■ **FRAGMENTO SELECCIONADO**:
RAFAEL PERALTA ROMERO
rafaelperaltar@gmail.com
Las enfermedades tocan a todas las personas,
pero muestran particulares distinciones. Unas prefieren como su blanco a la
infancia mientras otras se inclinan por el adulto de edad promedio. Otros males esperan que el humano haya
cumplido sus roles (familia, empresa, profesión) y se apreste para el merecido
esparcimiento.
Los quebrantos de salud también asumen inclinaciones en atención de los niveles de desarrollo económico y social de los
países, así tenemos males de países
pobres y males de países ricos. El cólera, por ejemplo, está signada como
enfermedad de países pobres, y de persona que vive en el abandono y carencias
de elementos vitales.
En un país rico habita gente pobre, pues los
desposeídos les son necesarios a los afortunados. En países de escaso
desarrollo (económico, social, educativo) vive una clase poderosa, dueña de los
bienes de producción e incluso de bienes espirituales como las bellas artes.
Allí las enfermedades han de discriminar sus víctimas.
La peste más igualitaria de todos los
tiempos, la menos dada a establecer
diferencias, ha sido el coronavirus,
ocasionante de la enfermedad covid-19,
la cual ha provocado cerca de veinte mil muertes en el mundo, diez de ellas en
nuestro país. Si los decesos aparentan
ensañamiento con unos países ha sido por las actitudes de pueblos y
gobiernos.

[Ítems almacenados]
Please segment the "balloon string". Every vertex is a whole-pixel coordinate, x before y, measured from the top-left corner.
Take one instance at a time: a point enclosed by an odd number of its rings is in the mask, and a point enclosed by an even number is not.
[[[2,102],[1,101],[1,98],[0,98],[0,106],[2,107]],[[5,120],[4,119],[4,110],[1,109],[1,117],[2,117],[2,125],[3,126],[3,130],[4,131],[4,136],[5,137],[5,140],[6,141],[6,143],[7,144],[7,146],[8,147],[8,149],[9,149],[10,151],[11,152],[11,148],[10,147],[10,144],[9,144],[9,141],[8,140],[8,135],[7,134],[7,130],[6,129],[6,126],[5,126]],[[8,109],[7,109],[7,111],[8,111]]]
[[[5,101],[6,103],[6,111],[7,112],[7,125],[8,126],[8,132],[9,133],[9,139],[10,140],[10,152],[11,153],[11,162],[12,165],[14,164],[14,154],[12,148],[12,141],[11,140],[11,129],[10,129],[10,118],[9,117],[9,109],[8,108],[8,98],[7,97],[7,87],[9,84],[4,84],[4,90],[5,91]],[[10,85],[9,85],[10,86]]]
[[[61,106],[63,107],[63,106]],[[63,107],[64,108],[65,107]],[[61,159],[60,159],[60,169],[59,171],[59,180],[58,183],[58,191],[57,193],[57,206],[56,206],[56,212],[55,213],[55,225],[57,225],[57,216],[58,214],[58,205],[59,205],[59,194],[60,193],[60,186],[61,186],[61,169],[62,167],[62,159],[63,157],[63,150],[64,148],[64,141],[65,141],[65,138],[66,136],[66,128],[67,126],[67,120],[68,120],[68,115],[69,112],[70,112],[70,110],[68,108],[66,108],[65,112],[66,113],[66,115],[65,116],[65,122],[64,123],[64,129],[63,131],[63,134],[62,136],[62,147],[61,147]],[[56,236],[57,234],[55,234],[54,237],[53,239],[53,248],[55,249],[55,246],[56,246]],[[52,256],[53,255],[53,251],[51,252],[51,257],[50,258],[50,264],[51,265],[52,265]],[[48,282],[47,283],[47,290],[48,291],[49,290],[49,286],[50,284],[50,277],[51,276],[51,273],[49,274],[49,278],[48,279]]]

■ **EJERCICIO A**:
Responde según el texto sobre las enfermedades:
(i) ¿Qué enfermedad se presenta como propia de países pobres?
(ii) ¿Cuántas muertes ha provocado la covid-19 en el mundo y cuántas en "nuestro país"?
(iii) ¿A qué se atribuye que los decesos aparenten ensañamiento con unos países?
■ **EJERCICIO B**:
Traduce al inglés esta oración del texto sobre las enfermedades: "La peste más igualitaria de todos los tiempos, la menos dada a establecer diferencias, ha sido el coronavirus, ocasionante de la enfermedad covid-19, la cual ha provocado cerca de veinte mil muertes en el mundo, diez de ellas en nuestro país."
■ **EJERCICIO C**:
Continúa el texto sobre las enfermedades a partir de su última oración.

■ **RESPUESTA A**:
(i) El cólera.
(ii) Cerca de veinte mil en el mundo, diez de ellas en "nuestro país".
(iii) A las actitudes de pueblos y gobiernos.

■ **RESPUESTA B**:
The most egalitarian plague of all time, the least inclined to make distinctions, has been the coronavirus, the cause of the disease COVID-19, which has caused nearly twenty thousand deaths worldwide, ten of them in our country.

■ **RESPUESTA C**:
El terrible virus vino –o lo enviaron- para
sacudir el mundo. Zarandear, mejor. Tres meses atrás, ¿quién podía vaticinar,
sin que se les riesen en la cara, la detención del aparato productivo
universal, de la burocracia, de los
sistemas educativos, del espectáculo? Hasta el intenso Comité Olímpico
Internacional tuvo que cambiar su cita de Tokio 2020.
¿Quién podía prever la muerte o contagio de forma tan simple de ricos,
famosos y encumbrados, por una neumonía o “una simple gripecita”, como la tildó
el irresponsable presidente de Brasil, Jair Trump o Donald Bolsonaro? La
sociedad humana a nivel mundial afronta
una gran encrucijada, ¿qué hacer ante enemigo tan poderoso y por demás
invisible?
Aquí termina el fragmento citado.